Assigned task » Nothing but the lines from the one showing "paintbrush holder cup." through the final line of the data below belongs in the answer, duplicated exactly and without pictures.

Data to process »
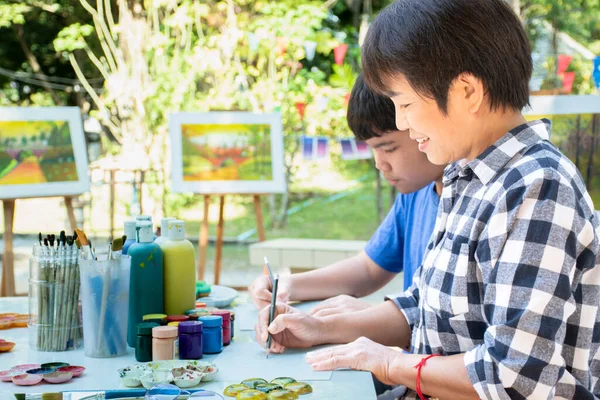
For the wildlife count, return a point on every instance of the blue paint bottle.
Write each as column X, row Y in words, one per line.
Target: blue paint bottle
column 131, row 234
column 212, row 335
column 146, row 293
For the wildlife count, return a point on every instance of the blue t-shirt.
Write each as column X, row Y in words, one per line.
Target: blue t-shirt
column 401, row 240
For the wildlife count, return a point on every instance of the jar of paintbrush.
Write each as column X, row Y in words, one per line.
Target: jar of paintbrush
column 105, row 299
column 54, row 317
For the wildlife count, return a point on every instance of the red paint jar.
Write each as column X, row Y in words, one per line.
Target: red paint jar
column 226, row 315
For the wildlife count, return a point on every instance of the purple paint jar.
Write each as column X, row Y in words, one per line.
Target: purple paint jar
column 190, row 340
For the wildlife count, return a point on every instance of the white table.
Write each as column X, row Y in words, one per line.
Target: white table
column 101, row 374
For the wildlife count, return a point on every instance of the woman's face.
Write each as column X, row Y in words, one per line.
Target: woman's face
column 443, row 138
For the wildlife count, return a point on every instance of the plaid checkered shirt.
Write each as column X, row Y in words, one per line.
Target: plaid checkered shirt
column 511, row 277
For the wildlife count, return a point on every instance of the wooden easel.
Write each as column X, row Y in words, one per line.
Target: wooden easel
column 8, row 273
column 203, row 238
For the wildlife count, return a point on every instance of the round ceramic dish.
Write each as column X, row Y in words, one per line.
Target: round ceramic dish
column 74, row 369
column 6, row 376
column 188, row 379
column 40, row 371
column 154, row 378
column 25, row 367
column 55, row 365
column 58, row 377
column 26, row 379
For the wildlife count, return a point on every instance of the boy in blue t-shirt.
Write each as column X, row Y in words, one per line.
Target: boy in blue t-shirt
column 400, row 241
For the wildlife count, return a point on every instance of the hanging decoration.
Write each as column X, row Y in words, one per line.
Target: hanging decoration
column 563, row 63
column 314, row 148
column 321, row 103
column 596, row 72
column 568, row 79
column 339, row 53
column 301, row 107
column 281, row 45
column 310, row 48
column 253, row 41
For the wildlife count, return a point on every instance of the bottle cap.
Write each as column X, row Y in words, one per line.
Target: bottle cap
column 190, row 327
column 140, row 218
column 226, row 315
column 129, row 228
column 164, row 227
column 211, row 321
column 177, row 318
column 145, row 328
column 164, row 332
column 145, row 234
column 176, row 230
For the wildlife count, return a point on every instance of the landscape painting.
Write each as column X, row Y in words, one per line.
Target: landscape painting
column 42, row 152
column 227, row 152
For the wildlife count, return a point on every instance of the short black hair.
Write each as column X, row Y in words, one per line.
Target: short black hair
column 369, row 114
column 431, row 42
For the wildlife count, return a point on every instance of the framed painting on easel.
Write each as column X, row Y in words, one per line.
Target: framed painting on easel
column 222, row 153
column 227, row 153
column 42, row 152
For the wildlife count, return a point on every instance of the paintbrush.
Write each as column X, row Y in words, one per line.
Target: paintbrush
column 86, row 245
column 272, row 311
column 269, row 268
column 116, row 247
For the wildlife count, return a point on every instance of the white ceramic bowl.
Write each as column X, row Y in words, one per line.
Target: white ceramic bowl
column 154, row 378
column 189, row 379
column 130, row 377
column 210, row 373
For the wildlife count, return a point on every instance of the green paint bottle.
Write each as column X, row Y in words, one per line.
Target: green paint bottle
column 146, row 293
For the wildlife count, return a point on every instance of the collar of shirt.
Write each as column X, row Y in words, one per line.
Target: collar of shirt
column 495, row 157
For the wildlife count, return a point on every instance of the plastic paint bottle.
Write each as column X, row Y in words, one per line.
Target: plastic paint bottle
column 179, row 271
column 164, row 231
column 130, row 231
column 146, row 291
column 147, row 218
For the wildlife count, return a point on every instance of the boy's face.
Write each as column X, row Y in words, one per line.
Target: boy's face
column 401, row 163
column 444, row 138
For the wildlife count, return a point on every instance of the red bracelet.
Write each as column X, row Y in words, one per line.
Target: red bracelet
column 418, row 367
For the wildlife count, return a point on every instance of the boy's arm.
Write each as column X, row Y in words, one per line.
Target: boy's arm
column 357, row 276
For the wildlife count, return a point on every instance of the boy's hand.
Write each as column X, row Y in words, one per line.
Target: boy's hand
column 260, row 291
column 290, row 328
column 339, row 305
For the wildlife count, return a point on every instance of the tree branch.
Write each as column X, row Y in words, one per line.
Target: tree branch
column 33, row 62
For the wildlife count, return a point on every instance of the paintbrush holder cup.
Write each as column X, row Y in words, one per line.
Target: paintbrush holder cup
column 54, row 308
column 105, row 305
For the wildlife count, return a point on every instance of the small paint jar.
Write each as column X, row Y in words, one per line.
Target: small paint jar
column 226, row 315
column 212, row 334
column 143, row 344
column 160, row 319
column 164, row 343
column 232, row 324
column 190, row 340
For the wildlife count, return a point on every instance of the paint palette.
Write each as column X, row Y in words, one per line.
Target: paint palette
column 136, row 375
column 32, row 374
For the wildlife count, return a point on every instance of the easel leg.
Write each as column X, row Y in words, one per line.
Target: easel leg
column 8, row 272
column 219, row 246
column 260, row 226
column 70, row 212
column 203, row 240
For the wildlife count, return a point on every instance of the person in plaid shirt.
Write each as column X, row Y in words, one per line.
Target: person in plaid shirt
column 508, row 293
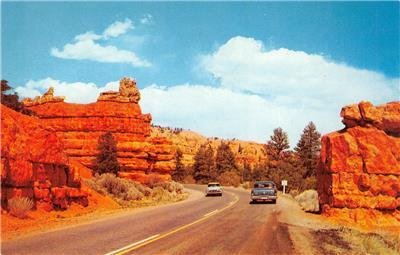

Finished exercise »
For the wildlife count, return a point on every instance of the paintbrush holder cup.
Write each as column X, row Y in words, one per line.
Target: paintbrush holder cup
column 54, row 308
column 105, row 305
For the wildlife count, return a point on every instance of the small paint jar.
Write each as column X, row Y in words, one per line.
Target: small paint jar
column 226, row 315
column 212, row 334
column 143, row 344
column 160, row 319
column 164, row 343
column 232, row 324
column 190, row 340
For the wildlife count, return a point on every instance of the paint palette.
Write each as column X, row Y in words, one per line.
Target: paint palette
column 136, row 375
column 32, row 374
For the wildlife count, return a point on every instance of the easel leg.
Write each as column X, row Y in words, one per line.
Target: easel leg
column 8, row 272
column 219, row 246
column 260, row 226
column 70, row 212
column 203, row 240
For the wildlife count, return a point on every instance of the person in plaid shirt.
Write each as column X, row Y in words, one per line.
Target: person in plaid shirt
column 508, row 293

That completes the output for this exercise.